→ **WHAT THE TASK ASKS**
Reproduce, word for word, the whole forum thread below about chemical or biochemical pregnancy.

━━━ TEXT EXCERPT ━━━

# Chemical or biochemical pregnancy? Please help



## freda (Apr 28, 2005)

When I went for my first scan at 7 weeks 3 days, there was nothing there at all.  Pregnancy tests still showed a very positive positive and my hcg level is 11,500.

I am told this is a chemical or biochemical pregnancy.  Can you please enlighten me, I am devastated.  This is my fourth attempt and the first time I have heard this term.

Thanks.


----------



## Ruth (Aug 6, 2004)

So sorry to hear about your scan. 
A biochemical pregnancy is one where the pregnancy hormone is detected in the blood or urine but when scanned nothing is seen.


Ruth


----------



## Kacey (Dec 29, 2004)

Hi Freda

Ruth has explained what a chemical pregnancy is, so I won't add anything to that.

I just want to say to you how truly sorry I am that you have been told you have a chemical pregnancy - especially after your tragic loss in 2003.

Life is so unfair sometimes and it breaks my heart when things go wrong for us ladies that have gone through so much to try and achieve a pregnancy.

Thinking of you  

Kim
xxx


----------



## Happy-now! (Nov 18, 2004)

Dear Freda
I'm so sorry to hear your story and can sympathise with your situation due to what I'm going through myself at the moment.
I've just finished my 2WW (this is day 17) I keep getting 'pregnant' on the Clearblue digital tests but when I went to the hospital on day 14 their test was so feint that the nurse wouldn't confirm a positive result.
So now I'm left not really knowing whether or not I'm pregnant. I haven't been offered a blood test so I don't know what my blood levels are like and I'm not due to have my first scan until a week on Thursday.
The more I read your story the more I thought that I'm probably going through either a Chemical pregnancy or (hopefully not) an ectopoc pregnancy. 
These are certainly difficult days after the positive flow of results of the latter part of the IVF process, to suddenly to be in this situation of not knowing why it hasn't worked at this stage is really difficult.
My heart goes out to you...

XXX


----------

━━━ STUDY MATERIAL ━━━

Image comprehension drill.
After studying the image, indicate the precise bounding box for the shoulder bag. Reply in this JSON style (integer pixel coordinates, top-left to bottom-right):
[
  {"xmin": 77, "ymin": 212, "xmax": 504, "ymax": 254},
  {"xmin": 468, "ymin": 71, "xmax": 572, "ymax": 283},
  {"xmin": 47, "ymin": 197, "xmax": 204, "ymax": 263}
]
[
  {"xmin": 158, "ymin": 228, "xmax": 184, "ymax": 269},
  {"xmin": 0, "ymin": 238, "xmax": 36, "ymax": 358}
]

━━━
━━━ STUDY MATERIAL ━━━

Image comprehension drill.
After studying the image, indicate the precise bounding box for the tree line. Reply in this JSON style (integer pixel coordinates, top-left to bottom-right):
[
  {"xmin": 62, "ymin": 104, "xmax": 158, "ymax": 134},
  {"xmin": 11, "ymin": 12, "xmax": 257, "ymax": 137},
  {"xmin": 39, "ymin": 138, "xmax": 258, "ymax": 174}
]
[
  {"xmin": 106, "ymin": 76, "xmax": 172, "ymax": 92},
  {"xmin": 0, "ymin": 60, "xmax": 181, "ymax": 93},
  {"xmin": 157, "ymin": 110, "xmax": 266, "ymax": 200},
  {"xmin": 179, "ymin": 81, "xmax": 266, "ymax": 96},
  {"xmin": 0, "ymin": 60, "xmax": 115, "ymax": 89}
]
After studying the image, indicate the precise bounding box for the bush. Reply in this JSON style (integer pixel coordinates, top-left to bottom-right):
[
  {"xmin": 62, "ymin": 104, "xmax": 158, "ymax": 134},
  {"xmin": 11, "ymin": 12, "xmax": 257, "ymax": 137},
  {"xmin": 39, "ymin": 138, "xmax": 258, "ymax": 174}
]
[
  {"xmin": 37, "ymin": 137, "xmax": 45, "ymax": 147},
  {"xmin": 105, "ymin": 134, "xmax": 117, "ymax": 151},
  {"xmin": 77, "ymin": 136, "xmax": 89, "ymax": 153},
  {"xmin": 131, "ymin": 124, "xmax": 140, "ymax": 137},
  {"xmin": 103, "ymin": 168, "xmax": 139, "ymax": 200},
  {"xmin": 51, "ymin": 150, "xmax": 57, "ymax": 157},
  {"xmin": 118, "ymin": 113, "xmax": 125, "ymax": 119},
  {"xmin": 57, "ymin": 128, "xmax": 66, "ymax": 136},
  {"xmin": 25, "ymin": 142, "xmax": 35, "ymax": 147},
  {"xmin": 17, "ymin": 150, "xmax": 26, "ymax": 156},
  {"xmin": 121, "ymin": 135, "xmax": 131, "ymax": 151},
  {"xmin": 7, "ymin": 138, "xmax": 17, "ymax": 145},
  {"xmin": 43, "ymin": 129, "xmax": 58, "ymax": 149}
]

━━━

→ **YOUR RESPONSE**
# Chemical or biochemical pregnancy? Please help



## freda (Apr 28, 2005)

When I went for my first scan at 7 weeks 3 days, there was nothing there at all.  Pregnancy tests still showed a very positive positive and my hcg level is 11,500.

I am told this is a chemical or biochemical pregnancy.  Can you please enlighten me, I am devastated.  This is my fourth attempt and the first time I have heard this term.

Thanks.


----------



## Ruth (Aug 6, 2004)

So sorry to hear about your scan. 
A biochemical pregnancy is one where the pregnancy hormone is detected in the blood or urine but when scanned nothing is seen.


Ruth


----------



## Kacey (Dec 29, 2004)

Hi Freda

Ruth has explained what a chemical pregnancy is, so I won't add anything to that.

I just want to say to you how truly sorry I am that you have been told you have a chemical pregnancy - especially after your tragic loss in 2003.

Life is so unfair sometimes and it breaks my heart when things go wrong for us ladies that have gone through so much to try and achieve a pregnancy.

Thinking of you  

Kim
xxx


----------



## Happy-now! (Nov 18, 2004)

Dear Freda
I'm so sorry to hear your story and can sympathise with your situation due to what I'm going through myself at the moment.
I've just finished my 2WW (this is day 17) I keep getting 'pregnant' on the Clearblue digital tests but when I went to the hospital on day 14 their test was so feint that the nurse wouldn't confirm a positive result.
So now I'm left not really knowing whether or not I'm pregnant. I haven't been offered a blood test so I don't know what my blood levels are like and I'm not due to have my first scan until a week on Thursday.
The more I read your story the more I thought that I'm probably going through either a Chemical pregnancy or (hopefully not) an ectopoc pregnancy. 
These are certainly difficult days after the positive flow of results of the latter part of the IVF process, to suddenly to be in this situation of not knowing why it hasn't worked at this stage is really difficult.
My heart goes out to you...

XXX


----------